**What you need to do**. Repeat, exactly and alone, every line from the line that contains "the front bumper" to the end of the entries.

Named-object pointing records:
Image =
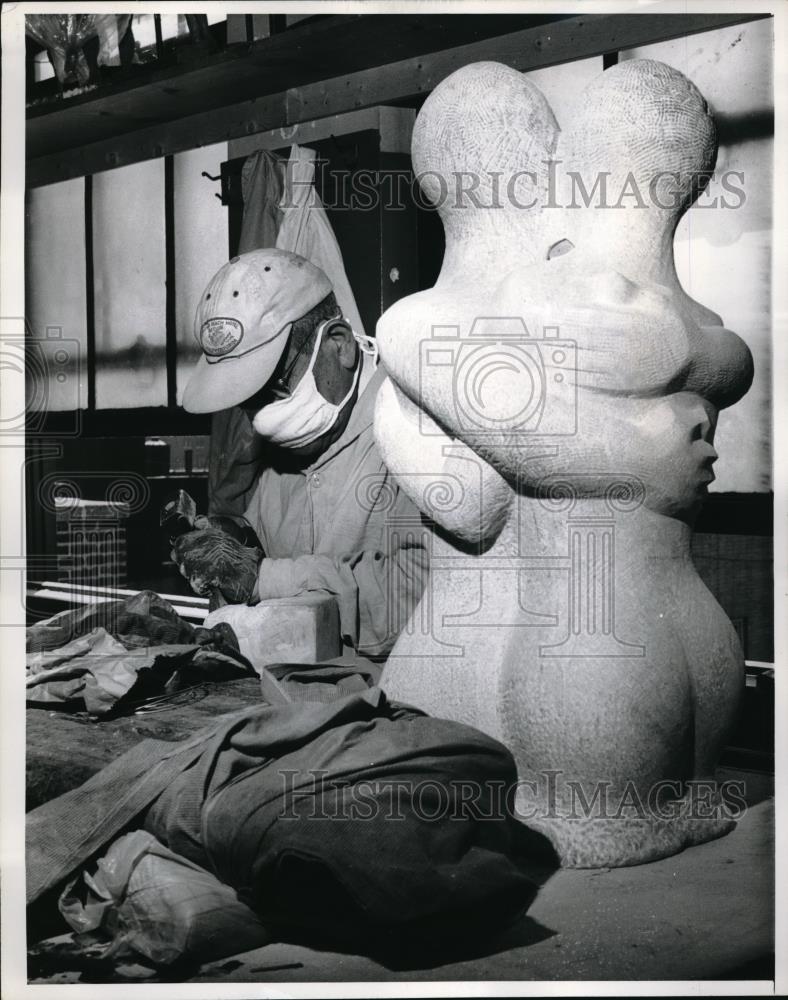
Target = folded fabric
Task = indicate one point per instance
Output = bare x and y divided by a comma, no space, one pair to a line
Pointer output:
152,906
357,820
145,619
99,653
360,820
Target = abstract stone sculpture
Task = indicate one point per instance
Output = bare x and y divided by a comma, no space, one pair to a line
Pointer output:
552,417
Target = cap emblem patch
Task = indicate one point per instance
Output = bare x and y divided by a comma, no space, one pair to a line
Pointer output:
220,335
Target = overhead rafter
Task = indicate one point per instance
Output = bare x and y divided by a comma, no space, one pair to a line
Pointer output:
53,154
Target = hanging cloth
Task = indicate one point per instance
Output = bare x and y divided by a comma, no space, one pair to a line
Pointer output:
305,230
236,452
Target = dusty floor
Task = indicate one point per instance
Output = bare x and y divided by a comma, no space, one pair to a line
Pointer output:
706,913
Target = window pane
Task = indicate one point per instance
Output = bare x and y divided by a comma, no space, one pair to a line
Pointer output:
201,244
55,295
724,243
130,286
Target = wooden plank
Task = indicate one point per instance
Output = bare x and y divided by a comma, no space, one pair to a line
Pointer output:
406,79
575,38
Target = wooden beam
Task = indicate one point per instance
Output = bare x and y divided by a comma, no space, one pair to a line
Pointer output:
404,80
575,38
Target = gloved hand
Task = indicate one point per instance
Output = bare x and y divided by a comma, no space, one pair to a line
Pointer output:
211,560
236,527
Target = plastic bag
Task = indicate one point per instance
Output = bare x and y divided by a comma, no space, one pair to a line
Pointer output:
156,907
64,36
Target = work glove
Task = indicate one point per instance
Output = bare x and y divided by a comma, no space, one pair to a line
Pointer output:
236,527
211,560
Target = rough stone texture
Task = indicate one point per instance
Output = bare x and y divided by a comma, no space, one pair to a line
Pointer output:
302,629
553,418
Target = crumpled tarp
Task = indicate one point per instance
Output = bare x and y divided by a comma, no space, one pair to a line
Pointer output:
242,801
152,905
98,654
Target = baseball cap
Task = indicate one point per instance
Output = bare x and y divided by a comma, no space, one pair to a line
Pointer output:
243,321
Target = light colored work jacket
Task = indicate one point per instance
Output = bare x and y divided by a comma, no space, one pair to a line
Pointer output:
341,525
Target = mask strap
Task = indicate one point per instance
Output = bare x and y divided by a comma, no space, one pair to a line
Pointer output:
368,346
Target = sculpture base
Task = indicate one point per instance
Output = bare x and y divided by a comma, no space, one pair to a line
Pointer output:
619,843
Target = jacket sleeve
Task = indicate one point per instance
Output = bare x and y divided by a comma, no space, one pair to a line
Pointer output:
376,590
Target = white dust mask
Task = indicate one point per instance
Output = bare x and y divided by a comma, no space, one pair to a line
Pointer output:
305,415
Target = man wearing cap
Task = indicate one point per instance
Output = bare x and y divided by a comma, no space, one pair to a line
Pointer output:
325,511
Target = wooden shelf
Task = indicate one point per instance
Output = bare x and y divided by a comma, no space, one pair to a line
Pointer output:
325,49
321,68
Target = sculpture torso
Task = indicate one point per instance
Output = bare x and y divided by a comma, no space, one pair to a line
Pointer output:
568,405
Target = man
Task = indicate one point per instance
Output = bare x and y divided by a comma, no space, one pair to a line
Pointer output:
325,511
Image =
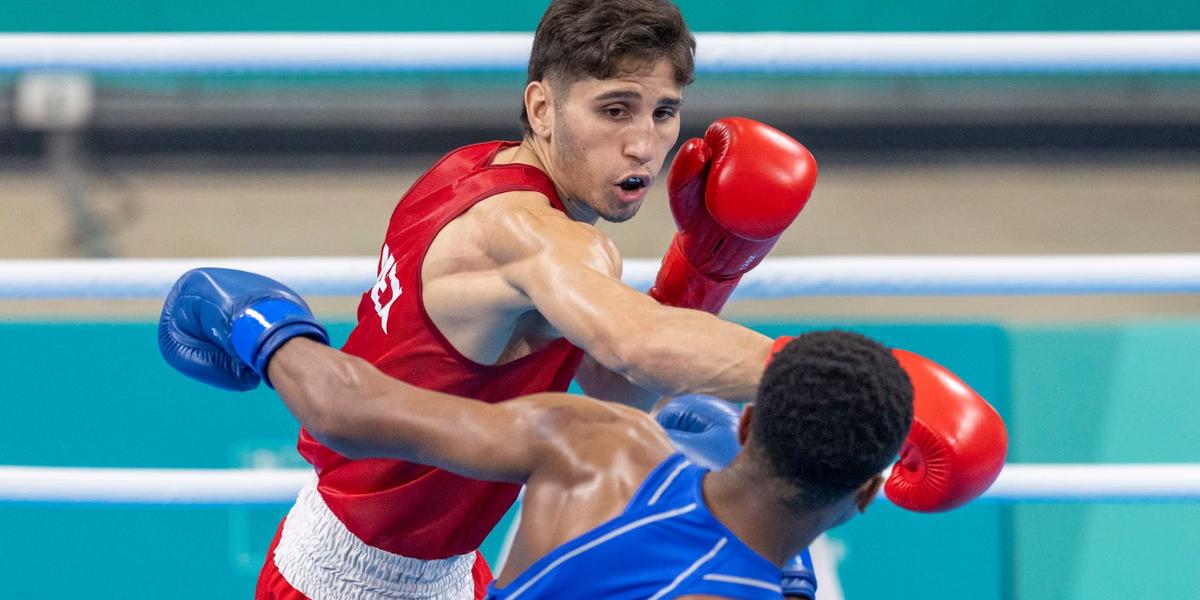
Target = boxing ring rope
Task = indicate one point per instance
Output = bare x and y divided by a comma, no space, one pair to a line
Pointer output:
778,277
940,53
775,277
219,487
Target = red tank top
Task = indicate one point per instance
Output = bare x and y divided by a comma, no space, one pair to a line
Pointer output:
412,509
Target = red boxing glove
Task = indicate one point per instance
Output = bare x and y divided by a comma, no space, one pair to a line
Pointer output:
955,448
732,195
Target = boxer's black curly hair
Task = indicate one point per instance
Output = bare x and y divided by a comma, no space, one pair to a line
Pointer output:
831,413
605,39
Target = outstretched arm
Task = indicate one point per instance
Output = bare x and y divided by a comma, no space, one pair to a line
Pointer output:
358,412
570,274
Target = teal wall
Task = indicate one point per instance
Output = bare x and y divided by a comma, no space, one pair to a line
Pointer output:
99,395
522,16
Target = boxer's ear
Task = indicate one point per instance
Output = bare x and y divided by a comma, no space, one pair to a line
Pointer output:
539,107
744,424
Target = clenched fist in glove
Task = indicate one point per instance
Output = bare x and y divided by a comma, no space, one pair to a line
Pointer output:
955,448
733,192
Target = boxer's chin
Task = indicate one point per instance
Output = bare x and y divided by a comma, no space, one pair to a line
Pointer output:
617,211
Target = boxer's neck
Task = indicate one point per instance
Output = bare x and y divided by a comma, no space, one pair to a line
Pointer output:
533,154
745,504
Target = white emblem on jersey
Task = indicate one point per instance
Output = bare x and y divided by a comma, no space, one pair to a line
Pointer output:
385,282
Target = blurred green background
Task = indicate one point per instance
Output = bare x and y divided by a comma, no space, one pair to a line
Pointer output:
99,395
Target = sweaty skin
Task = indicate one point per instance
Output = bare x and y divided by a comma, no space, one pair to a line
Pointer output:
581,460
513,274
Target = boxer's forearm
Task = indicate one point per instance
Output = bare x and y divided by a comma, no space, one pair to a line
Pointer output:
603,383
678,351
347,405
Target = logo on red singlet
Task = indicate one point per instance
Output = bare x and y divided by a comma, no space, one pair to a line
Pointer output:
387,287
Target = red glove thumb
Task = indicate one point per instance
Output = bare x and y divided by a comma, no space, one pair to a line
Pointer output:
685,183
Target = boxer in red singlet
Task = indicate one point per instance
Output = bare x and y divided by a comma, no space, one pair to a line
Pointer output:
495,283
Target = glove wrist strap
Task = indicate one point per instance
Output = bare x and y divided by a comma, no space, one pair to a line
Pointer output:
679,283
262,328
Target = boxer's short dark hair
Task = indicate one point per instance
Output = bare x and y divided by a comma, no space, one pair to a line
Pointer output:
832,412
605,39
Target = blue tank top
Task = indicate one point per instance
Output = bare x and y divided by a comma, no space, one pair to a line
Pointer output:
665,544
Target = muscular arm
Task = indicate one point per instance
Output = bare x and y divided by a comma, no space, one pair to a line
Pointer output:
570,273
349,406
603,383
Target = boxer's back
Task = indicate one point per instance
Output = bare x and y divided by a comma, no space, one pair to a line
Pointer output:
665,544
411,509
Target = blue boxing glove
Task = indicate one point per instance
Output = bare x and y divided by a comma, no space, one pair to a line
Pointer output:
221,325
799,580
705,429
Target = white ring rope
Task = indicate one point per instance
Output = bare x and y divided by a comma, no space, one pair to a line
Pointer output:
1017,483
754,52
775,277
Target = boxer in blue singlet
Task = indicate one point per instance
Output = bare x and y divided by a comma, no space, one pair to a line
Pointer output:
617,504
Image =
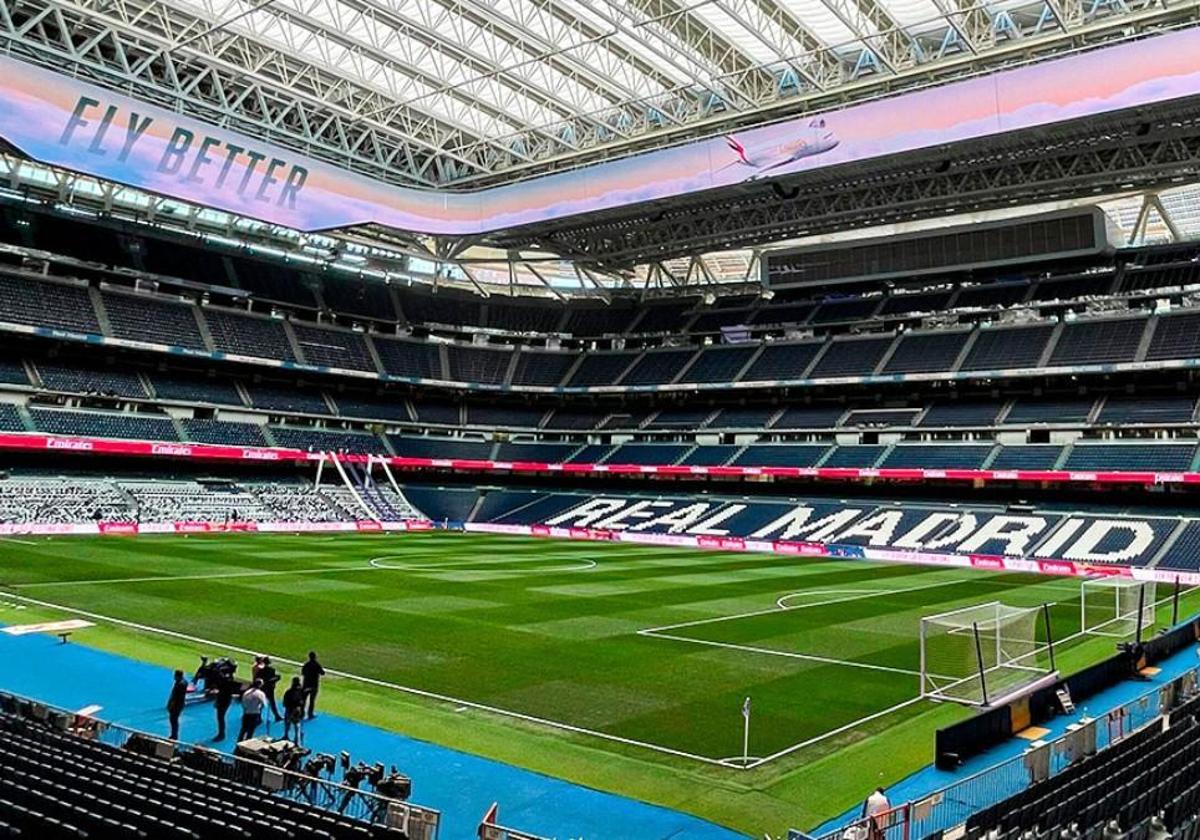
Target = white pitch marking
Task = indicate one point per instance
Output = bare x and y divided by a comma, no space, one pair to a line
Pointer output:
750,648
803,606
381,683
498,567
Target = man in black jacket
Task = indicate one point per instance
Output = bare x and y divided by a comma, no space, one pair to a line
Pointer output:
293,709
175,703
270,678
226,688
312,672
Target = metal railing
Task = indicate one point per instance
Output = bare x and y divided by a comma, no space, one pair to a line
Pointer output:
420,823
954,804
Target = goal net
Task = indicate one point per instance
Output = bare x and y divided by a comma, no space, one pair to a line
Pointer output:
1116,606
981,654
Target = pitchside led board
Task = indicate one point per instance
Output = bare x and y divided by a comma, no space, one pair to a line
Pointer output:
79,126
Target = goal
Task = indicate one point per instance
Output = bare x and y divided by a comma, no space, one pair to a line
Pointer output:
982,654
1116,606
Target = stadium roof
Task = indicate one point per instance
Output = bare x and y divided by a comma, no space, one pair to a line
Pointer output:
468,93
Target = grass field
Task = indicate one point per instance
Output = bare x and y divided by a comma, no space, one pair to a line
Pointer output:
613,665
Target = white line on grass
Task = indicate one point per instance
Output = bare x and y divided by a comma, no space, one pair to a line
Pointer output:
778,607
379,683
750,648
372,565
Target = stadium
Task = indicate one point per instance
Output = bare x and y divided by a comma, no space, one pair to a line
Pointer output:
600,419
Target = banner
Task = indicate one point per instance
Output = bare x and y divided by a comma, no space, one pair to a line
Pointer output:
76,125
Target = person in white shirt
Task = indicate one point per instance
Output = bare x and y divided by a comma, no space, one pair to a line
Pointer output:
253,701
876,807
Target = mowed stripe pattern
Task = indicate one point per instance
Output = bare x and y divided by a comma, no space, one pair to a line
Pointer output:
550,629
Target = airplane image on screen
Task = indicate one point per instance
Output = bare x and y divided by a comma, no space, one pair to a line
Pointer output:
814,139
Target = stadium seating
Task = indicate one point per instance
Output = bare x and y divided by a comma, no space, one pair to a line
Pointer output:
1092,342
541,369
1008,349
540,453
327,441
1053,411
600,369
927,352
949,414
334,348
1176,336
648,453
58,785
150,319
855,456
1129,456
59,502
474,364
575,420
1151,411
47,304
437,413
76,378
1038,456
780,455
708,456
195,389
103,424
12,372
851,357
1149,773
657,366
881,418
249,335
408,359
383,407
946,456
288,400
810,417
223,433
779,363
414,447
681,418
721,364
743,418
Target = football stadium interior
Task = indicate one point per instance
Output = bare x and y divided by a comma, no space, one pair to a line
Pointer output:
600,419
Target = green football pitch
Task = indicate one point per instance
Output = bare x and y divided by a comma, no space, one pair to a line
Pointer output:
615,665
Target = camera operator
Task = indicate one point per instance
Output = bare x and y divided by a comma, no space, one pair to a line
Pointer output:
270,678
293,709
175,703
226,688
312,672
253,701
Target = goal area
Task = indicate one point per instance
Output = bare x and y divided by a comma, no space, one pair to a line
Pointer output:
983,654
1119,607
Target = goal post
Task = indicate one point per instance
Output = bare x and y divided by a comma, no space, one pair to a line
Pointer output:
1119,607
979,654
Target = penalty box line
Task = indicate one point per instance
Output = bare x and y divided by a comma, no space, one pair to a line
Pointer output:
381,683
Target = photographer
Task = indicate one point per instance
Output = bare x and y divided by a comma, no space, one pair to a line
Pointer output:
293,709
253,701
312,672
226,688
270,678
175,703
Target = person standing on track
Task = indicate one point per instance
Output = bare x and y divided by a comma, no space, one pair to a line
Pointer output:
175,703
312,672
293,709
226,688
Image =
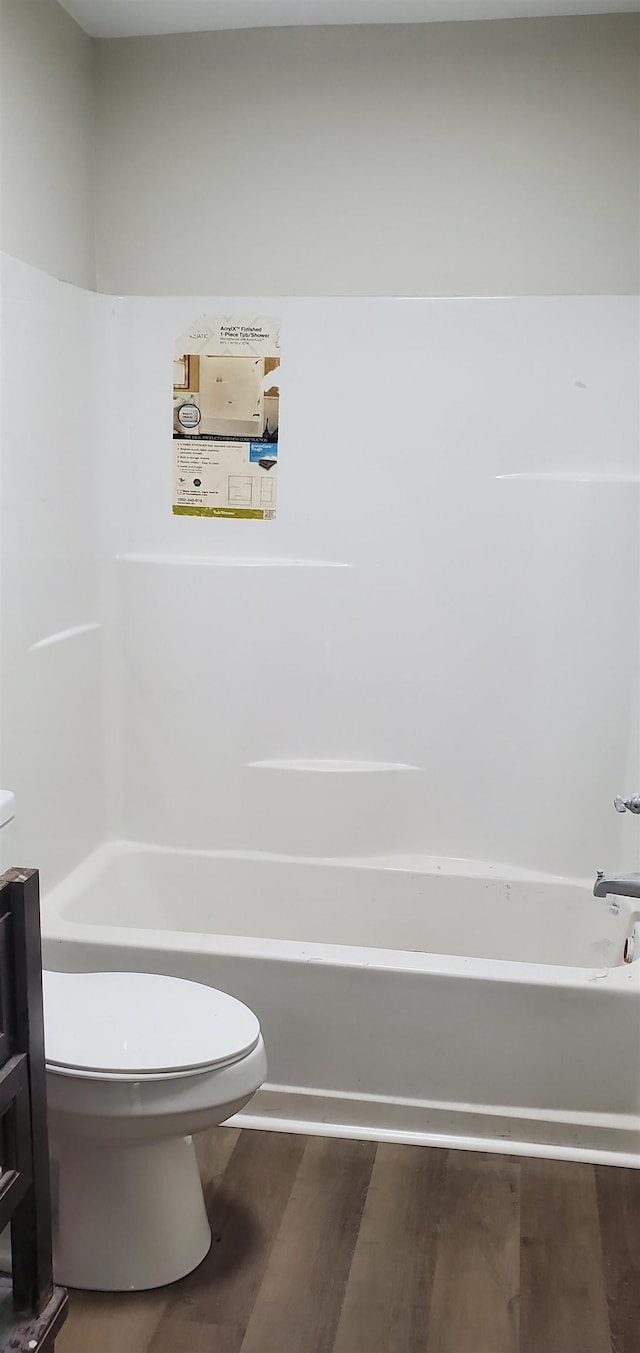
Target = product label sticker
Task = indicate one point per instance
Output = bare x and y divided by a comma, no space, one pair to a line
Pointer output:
226,398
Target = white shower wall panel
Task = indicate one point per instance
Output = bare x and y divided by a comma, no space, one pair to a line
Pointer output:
451,585
52,731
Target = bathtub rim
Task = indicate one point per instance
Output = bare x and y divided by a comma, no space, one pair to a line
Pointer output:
56,927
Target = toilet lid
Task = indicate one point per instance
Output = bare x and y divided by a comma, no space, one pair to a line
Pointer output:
126,1023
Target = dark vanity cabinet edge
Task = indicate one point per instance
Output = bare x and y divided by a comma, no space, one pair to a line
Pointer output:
31,1309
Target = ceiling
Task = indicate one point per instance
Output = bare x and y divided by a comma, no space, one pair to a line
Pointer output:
135,18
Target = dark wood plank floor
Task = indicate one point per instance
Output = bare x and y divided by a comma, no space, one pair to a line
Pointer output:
340,1246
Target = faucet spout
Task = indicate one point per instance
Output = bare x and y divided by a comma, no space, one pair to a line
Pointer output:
619,885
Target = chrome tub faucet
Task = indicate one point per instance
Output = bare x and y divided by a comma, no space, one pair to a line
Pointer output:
620,885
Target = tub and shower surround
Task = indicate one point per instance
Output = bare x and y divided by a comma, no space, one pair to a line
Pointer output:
435,1041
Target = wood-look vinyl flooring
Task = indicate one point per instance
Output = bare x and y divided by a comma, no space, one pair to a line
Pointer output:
345,1246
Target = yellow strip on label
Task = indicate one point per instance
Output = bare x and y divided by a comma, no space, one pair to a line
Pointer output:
218,512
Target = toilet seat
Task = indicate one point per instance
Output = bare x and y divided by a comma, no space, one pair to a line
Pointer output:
141,1026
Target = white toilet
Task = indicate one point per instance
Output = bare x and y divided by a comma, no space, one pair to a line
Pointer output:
135,1064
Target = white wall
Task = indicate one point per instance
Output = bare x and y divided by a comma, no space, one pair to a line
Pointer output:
483,629
46,114
52,712
466,158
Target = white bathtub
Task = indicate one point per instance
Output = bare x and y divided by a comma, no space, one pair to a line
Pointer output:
506,1020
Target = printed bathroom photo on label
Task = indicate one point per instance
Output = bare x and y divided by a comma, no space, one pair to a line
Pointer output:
226,395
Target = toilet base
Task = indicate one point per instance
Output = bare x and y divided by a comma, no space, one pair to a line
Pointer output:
127,1217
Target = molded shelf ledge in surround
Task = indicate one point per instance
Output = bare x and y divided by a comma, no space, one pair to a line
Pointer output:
332,767
62,635
221,562
574,476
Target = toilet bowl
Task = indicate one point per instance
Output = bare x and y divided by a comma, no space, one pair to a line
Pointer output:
135,1064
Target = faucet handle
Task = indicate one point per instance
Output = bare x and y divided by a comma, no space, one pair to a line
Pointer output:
627,805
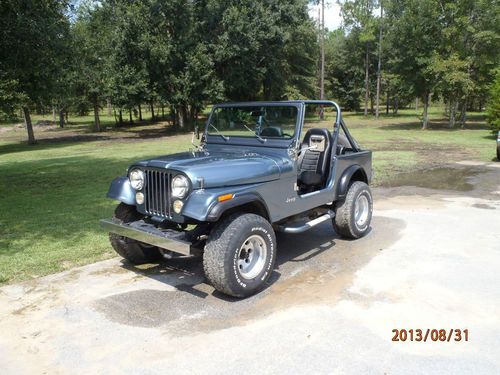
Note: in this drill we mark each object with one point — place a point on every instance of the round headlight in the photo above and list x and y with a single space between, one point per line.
180 186
136 177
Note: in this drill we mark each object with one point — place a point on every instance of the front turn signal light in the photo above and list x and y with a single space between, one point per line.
225 197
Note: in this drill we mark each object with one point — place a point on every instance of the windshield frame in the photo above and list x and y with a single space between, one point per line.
252 139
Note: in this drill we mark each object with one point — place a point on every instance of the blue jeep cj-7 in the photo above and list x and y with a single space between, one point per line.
250 176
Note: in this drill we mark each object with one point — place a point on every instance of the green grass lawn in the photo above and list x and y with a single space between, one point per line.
53 193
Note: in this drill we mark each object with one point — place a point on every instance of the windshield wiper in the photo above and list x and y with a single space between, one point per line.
258 136
226 138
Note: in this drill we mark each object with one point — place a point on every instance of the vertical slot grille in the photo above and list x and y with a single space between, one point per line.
157 193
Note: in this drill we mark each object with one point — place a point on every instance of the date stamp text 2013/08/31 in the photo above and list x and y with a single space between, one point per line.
427 335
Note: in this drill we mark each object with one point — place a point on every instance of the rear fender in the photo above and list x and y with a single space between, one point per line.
347 177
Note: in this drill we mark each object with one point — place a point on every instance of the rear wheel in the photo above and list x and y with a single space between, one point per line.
240 254
134 251
353 216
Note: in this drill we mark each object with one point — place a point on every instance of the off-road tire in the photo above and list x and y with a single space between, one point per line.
222 250
133 251
344 221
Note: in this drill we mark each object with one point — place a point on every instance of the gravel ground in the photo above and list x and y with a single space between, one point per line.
430 261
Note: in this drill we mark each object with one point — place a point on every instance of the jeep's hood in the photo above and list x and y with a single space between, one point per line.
220 169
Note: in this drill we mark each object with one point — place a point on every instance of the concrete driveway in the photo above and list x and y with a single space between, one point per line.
431 261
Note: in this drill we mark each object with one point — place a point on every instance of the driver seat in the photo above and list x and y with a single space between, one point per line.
314 161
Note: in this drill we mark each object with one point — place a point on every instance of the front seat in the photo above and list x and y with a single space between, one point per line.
314 160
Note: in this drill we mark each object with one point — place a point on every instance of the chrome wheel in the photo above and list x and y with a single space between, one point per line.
252 257
361 210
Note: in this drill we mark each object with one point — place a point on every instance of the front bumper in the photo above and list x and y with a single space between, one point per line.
148 233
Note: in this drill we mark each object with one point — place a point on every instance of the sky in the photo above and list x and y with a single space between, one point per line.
333 20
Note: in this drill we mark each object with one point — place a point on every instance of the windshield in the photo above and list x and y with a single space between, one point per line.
260 122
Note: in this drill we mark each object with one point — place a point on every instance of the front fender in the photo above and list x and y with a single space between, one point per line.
203 204
121 190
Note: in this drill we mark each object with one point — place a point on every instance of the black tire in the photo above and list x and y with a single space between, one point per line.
134 251
345 222
226 243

**Answer**.
Note: in this drill we mark each object with one point — place a point on every instance of the front bumper in the photo above and list x and y with a single space between, one point per line.
148 233
Note: in this drill we mark each object with one point — place a point on every instance of the sky in the photo above and list x and y with a single space between, one point per line.
333 20
Note: in this drill we mark each object with one point — place a point on every instance of the windshield in the photo above and list x and y with a single space between, one point per line.
260 122
Note: in this drill we mark each object with one point — place a point on every instance of the front fender in the photo above and list x and y with a single space between, one point per line.
203 204
121 190
Note: in this drill we mark each object with one point — place a point on every instance of the black tire in the photo above and list x and y with a single space between, one point per line.
134 251
345 222
226 243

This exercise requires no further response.